Exercise: Copy out the lines starting with the one that contains "# mark the region of every instance of the distant" and going on through the end of the rows below, character for character. Leave the pictures out of your copy.
.....
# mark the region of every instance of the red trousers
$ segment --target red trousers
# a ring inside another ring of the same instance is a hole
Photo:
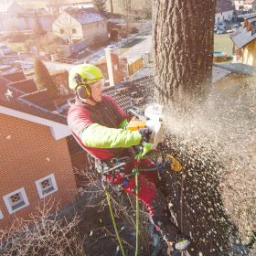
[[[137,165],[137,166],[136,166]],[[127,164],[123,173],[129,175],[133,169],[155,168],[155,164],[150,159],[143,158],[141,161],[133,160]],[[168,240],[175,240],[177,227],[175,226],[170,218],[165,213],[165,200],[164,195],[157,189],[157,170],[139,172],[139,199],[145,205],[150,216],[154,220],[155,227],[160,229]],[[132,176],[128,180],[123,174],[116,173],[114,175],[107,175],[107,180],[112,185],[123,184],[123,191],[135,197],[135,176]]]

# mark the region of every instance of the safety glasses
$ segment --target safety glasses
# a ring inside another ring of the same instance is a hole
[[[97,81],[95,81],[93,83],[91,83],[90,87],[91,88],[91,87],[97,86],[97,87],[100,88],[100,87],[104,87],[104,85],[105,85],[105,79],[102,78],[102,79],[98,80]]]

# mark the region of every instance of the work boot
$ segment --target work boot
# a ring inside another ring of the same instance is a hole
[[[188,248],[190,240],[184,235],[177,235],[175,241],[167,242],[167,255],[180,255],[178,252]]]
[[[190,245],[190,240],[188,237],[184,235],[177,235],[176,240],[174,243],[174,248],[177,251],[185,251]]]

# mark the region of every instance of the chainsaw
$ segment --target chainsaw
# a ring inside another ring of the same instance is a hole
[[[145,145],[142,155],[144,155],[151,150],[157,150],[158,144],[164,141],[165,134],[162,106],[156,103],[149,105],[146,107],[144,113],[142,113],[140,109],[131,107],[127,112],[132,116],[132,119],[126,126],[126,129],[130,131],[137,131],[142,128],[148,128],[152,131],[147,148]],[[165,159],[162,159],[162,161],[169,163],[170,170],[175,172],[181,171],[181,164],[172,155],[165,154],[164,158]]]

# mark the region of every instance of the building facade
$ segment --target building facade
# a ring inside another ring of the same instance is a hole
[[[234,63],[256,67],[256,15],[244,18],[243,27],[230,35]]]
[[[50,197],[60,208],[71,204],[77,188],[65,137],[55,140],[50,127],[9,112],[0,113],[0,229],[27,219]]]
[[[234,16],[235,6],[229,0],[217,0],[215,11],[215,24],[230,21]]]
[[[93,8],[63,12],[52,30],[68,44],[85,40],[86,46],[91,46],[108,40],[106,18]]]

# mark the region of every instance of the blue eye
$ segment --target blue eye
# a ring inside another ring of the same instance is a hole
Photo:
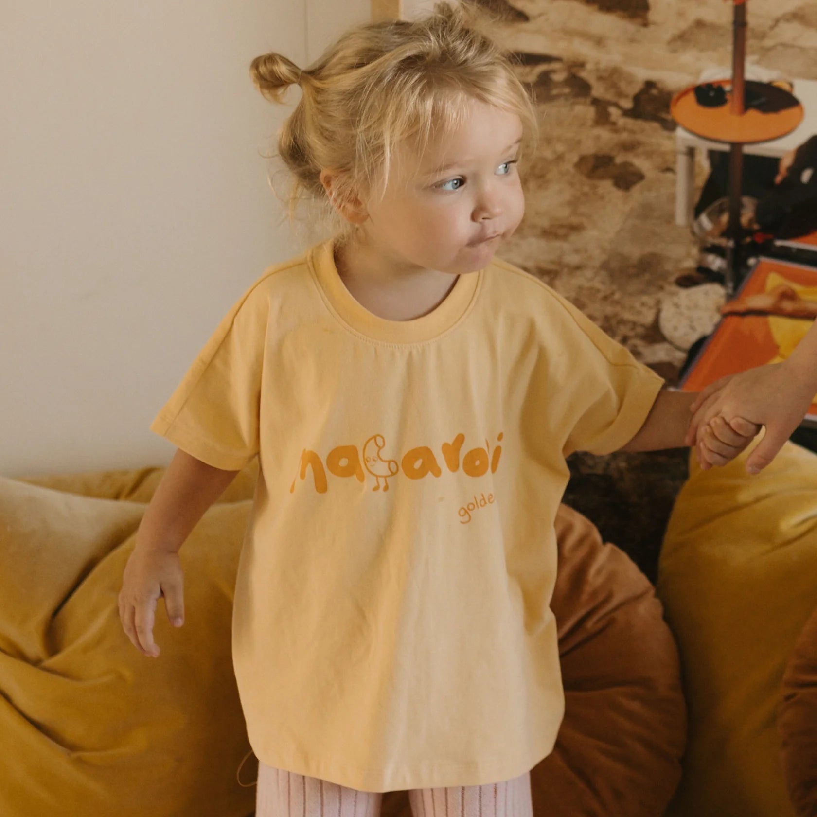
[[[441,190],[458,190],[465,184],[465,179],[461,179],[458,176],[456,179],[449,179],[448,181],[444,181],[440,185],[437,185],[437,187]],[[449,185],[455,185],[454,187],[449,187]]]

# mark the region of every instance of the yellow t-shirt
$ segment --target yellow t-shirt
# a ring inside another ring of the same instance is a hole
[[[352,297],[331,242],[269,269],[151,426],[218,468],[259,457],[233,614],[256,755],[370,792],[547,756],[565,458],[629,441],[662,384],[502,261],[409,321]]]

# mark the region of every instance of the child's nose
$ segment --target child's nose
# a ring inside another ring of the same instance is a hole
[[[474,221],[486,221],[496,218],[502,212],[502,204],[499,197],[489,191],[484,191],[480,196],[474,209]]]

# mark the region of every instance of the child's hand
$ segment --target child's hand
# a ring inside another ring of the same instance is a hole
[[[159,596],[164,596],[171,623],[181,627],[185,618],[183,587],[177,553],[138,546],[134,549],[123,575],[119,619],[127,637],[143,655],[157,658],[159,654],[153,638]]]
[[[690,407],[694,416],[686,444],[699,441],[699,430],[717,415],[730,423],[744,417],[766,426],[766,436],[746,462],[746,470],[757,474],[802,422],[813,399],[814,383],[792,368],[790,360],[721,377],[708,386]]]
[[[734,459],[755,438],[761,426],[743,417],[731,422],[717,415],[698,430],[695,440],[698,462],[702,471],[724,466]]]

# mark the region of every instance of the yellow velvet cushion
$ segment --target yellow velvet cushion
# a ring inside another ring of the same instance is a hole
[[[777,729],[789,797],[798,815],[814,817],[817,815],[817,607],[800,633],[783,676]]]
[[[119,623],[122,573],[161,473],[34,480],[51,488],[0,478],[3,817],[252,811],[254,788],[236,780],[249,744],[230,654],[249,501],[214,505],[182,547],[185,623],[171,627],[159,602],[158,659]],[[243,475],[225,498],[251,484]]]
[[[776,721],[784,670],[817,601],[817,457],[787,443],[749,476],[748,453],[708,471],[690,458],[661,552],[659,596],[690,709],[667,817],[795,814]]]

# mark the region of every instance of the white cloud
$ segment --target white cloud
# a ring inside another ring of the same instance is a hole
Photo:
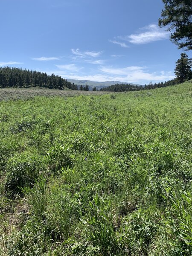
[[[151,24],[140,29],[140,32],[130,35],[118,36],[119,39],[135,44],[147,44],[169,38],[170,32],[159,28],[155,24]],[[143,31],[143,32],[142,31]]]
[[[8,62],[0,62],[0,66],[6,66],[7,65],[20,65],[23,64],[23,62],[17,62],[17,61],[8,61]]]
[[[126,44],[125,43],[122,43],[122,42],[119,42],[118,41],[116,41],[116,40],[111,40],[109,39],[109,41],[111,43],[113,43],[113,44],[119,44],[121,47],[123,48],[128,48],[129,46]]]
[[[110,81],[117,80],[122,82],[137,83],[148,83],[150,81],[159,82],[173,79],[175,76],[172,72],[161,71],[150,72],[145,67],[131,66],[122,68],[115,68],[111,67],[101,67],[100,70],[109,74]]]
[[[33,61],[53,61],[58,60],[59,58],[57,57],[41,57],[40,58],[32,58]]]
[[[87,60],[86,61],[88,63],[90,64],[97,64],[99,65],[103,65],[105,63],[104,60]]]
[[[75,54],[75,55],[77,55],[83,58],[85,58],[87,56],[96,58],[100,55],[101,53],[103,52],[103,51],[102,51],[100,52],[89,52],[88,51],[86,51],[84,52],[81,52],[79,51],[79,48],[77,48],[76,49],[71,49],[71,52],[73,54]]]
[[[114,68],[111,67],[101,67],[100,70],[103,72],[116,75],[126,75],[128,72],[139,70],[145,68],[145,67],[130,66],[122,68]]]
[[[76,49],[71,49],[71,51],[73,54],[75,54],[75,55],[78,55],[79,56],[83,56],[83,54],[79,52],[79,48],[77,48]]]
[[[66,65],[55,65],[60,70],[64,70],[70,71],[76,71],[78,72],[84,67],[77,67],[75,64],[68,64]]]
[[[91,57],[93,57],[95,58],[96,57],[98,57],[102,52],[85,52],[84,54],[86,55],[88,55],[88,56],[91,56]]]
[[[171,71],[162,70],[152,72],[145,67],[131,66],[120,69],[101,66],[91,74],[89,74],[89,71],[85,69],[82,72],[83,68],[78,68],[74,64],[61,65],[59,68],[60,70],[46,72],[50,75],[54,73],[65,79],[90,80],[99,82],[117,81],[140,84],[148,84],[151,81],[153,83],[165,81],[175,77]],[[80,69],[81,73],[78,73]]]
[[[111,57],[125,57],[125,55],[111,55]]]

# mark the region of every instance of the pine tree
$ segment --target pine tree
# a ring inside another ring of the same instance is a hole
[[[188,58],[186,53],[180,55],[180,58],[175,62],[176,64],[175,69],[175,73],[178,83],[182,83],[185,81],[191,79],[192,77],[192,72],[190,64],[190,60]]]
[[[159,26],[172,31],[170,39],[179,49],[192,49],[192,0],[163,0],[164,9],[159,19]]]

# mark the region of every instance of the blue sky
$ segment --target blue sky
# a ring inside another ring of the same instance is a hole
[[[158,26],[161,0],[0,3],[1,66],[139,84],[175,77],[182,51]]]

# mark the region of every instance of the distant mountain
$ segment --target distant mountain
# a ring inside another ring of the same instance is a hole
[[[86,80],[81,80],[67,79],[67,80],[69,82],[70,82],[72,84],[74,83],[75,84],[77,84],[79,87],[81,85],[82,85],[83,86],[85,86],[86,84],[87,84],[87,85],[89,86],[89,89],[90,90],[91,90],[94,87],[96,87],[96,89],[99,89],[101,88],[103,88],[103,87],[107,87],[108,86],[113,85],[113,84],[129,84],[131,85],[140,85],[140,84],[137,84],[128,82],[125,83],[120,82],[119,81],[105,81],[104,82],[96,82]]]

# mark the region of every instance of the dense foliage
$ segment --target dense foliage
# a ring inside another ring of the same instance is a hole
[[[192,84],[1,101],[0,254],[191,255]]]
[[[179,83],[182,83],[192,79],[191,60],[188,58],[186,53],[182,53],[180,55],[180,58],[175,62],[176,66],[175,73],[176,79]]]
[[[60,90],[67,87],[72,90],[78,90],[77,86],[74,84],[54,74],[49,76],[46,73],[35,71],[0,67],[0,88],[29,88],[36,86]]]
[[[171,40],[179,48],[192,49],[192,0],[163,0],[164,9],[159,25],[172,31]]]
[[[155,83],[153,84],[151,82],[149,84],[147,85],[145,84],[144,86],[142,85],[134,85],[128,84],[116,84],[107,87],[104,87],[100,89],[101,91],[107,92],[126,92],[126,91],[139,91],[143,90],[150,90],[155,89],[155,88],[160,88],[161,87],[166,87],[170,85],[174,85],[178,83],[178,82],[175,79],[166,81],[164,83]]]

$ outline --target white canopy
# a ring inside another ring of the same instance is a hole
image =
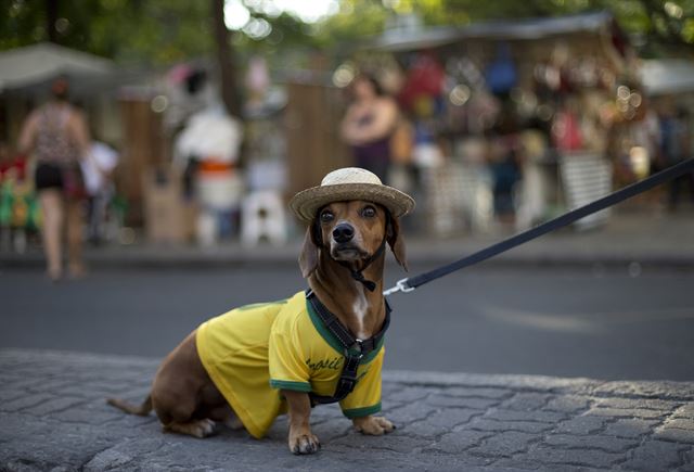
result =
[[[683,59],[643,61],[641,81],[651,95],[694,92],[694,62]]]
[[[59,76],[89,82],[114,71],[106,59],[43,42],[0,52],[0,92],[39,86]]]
.....
Result of this task:
# mark the region of every instance of the distant mountain
$ segment --target distant mountain
# a ring inside another ring of the same instance is a hole
[[[86,80],[81,80],[67,79],[67,80],[69,82],[70,82],[72,84],[74,83],[75,84],[77,84],[79,87],[81,85],[82,85],[83,86],[85,86],[86,84],[87,84],[87,85],[89,86],[89,89],[90,90],[91,90],[94,87],[96,87],[96,89],[99,89],[101,88],[103,88],[103,87],[107,87],[108,86],[113,85],[113,84],[129,84],[131,85],[140,85],[140,84],[137,84],[128,82],[125,83],[120,82],[119,81],[105,81],[104,82],[96,82]]]

# mark the region of every instance of the dense foliage
$ segment --target dense foliage
# a ring inside another ring of the same instance is a hole
[[[192,84],[1,101],[0,254],[191,255]]]
[[[179,83],[182,83],[192,79],[191,60],[188,58],[186,53],[182,53],[180,55],[180,58],[175,62],[176,66],[175,73],[176,79]]]
[[[60,90],[67,87],[72,90],[78,90],[77,86],[74,84],[54,74],[49,76],[46,73],[35,71],[0,67],[0,88],[29,88],[36,86]]]
[[[171,40],[179,48],[192,49],[192,0],[163,0],[164,9],[159,25],[172,31]]]
[[[155,83],[153,84],[151,82],[149,84],[147,85],[145,84],[144,86],[142,85],[134,85],[128,84],[116,84],[107,87],[104,87],[100,89],[101,91],[107,92],[126,92],[126,91],[139,91],[143,90],[150,90],[155,89],[155,88],[160,88],[161,87],[166,87],[170,85],[174,85],[178,83],[178,82],[175,79],[166,81],[164,83]]]

$ outline --target white canopy
# a ring inside another ring of the same instance is a hole
image =
result =
[[[683,59],[643,61],[641,81],[651,95],[694,92],[694,62]]]
[[[59,76],[89,82],[114,71],[106,59],[43,42],[0,52],[0,92],[39,86]]]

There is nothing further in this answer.